[DATA FOR THIS TASK — start]

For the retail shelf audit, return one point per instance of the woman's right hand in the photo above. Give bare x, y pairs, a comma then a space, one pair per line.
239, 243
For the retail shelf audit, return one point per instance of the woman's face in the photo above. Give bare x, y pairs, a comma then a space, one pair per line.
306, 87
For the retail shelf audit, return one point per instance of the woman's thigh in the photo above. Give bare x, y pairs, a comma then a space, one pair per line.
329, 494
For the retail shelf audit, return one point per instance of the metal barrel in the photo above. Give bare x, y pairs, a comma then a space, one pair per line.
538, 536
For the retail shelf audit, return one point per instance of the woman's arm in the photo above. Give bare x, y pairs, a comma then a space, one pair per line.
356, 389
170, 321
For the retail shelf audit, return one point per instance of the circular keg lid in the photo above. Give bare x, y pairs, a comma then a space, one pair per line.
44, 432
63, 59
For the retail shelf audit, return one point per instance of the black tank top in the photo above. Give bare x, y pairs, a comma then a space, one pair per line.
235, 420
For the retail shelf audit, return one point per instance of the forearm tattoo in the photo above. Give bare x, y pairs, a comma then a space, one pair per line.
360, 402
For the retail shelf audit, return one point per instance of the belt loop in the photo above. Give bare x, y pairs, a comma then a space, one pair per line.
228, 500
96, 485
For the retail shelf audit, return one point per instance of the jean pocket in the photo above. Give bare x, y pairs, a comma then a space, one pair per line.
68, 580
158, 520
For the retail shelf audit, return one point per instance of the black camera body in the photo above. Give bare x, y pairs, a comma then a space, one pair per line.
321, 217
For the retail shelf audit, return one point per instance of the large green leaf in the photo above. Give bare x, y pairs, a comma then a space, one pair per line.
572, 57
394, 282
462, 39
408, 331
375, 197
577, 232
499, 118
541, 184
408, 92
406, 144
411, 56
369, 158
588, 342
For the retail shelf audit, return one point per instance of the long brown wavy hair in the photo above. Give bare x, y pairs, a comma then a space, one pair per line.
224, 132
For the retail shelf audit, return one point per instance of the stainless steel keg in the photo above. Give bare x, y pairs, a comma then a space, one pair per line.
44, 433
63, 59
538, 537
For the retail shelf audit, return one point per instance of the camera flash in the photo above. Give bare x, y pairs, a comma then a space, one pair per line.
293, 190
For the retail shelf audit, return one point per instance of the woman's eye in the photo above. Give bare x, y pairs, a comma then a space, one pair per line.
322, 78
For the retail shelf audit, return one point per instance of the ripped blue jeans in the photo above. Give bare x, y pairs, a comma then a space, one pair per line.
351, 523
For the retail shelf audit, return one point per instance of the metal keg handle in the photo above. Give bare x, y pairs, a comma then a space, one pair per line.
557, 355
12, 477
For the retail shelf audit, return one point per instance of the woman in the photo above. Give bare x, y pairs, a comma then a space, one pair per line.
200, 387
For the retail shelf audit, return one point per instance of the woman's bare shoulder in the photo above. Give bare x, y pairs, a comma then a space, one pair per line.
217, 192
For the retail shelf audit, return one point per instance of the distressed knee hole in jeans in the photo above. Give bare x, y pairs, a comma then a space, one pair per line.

[DATA FOR THIS TASK — finish]

> [PROBLEM TO WORK ON] Write each entry out again, exactly as it reads above.

> [ANSWER BOX]
For the retail shelf audit, return one point per instance of the woman's right hand in the photo above. Give bare x, y pairs, a comma then a space, one pair per line.
239, 243
For the retail shelf audit, return one point per instance of the woman's face in the photo above. Give bare x, y pairs, a comma then a space, one pair per line.
306, 87
For the retail shelf audit, return one point per instance of the woman's thigh in the photo above. Give bare x, y pairs, a comma then a space, one pair per line.
329, 494
For the retail shelf audit, return one point per instance of the metal barrel in the photo above. Give bare x, y pairs, a comma then a space, one pair per line.
538, 536
For the retail shelf audit, return one point per instance of the woman's arm in the photo above. Give bare x, y pairs, a comma then a space, one pair per line.
356, 389
170, 321
For the retail shelf audit, return one point per instance of the circular keg lid in the photo above. Give bare x, y pairs, a comma then a space, one pair per line.
44, 432
63, 59
For the retail shelf audit, return one point per instance of the black tank top in the photo above. Give bare x, y pairs, a comma then a space, one pair per line.
235, 420
For the retail shelf audit, return one point per instance of the forearm tattoo in the photo above. Give bare x, y pairs, a comma then a space, one pair per line.
360, 402
For the retail shelf audit, return one point per instance of the belt loop in the photo above. Give bare x, y pairs, a comma then a space, one pair per line.
228, 500
96, 485
For the retail shelf audit, return one point per instance of the jean pocket in the photo above. Give bare x, y pairs, a comma then a space, one pair per line.
68, 580
158, 520
For the retail shelf audit, return one point per instance of the black camera body in the photo above. Give bare x, y pairs, a comma then a space, one pair per line.
321, 217
For the retail shelf audit, return one point per instance of the large green leaf in the photo above. Give bare x, y pairs, a comma then a space, one pair per line.
572, 57
394, 282
462, 39
408, 331
375, 197
577, 232
499, 118
541, 184
408, 92
406, 144
411, 56
369, 158
588, 342
For the retail shelf audit, return one point per instance of the long brown wavy hair in the photo above. Give bare x, y pairs, a comma then a space, one pair per line.
224, 132
For the retail shelf audit, return one point per instance of the stainless steel keg in the photo above. Give bare x, y pairs, a comma then a space, one pair per line.
44, 433
63, 59
538, 537
For the retail shelf audit, return one point per instance of the camera flash in the photo above. Give bare x, y pairs, a comma then a space, one pair per line.
293, 190
For the retail shelf audit, return one point per instance of the woman's eye in the photo above. Give bare x, y pairs, a comma then a space, one pair per line.
322, 78
For the retail shelf audit, return one point per instance of the ripped blue jeans in the photo above. Give bare x, y pairs, a comma then a space, one pair per line.
351, 523
For the retail shelf audit, return one point per instance of the metal keg handle in the photo above. Give bare x, y pairs, a comma then a space, one pair per line.
557, 355
12, 477
For the retail shelf audit, return one point per instance of the woman in the photo above. Give bare x, y pairs, a comma then a space, one pair per line.
200, 387
For the retail shelf audit, return one point per instance of the woman's bare shoulder in the photo above. Give bare x, y pairs, a comma then a space, one pair per line.
217, 192
For the retail shelf audit, return one point per instance of the distressed knee hole in jeans in the photo above. Give bare x, y pairs, a comma then a space, one pair per line.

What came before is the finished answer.